- [EXERCISE INPUT]
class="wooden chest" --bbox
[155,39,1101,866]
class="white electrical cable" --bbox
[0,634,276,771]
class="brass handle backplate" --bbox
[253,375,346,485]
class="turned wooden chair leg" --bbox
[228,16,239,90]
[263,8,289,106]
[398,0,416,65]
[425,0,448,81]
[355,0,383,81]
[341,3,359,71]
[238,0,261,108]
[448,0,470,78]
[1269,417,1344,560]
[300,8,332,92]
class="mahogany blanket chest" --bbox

==

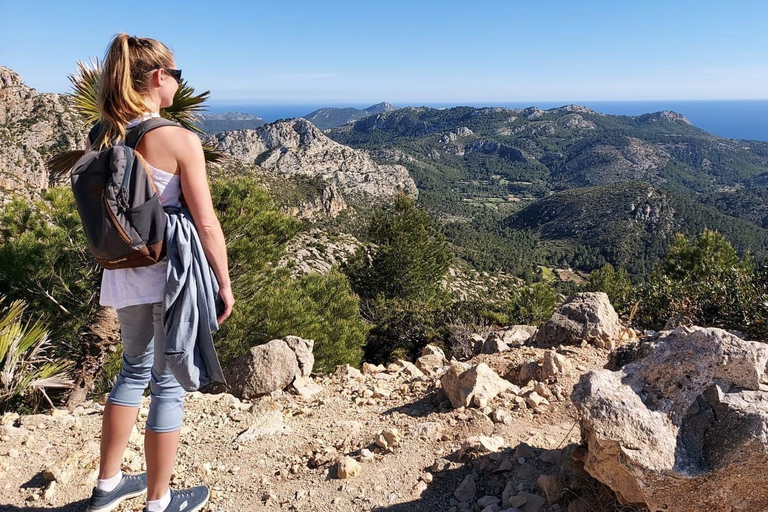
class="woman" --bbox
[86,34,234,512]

- [WHAT THE EXERCISE ASKS] Count the lines in the items above that contain the string "bbox", and reply with the number alone.

- [WRITTEN ANSWER] 6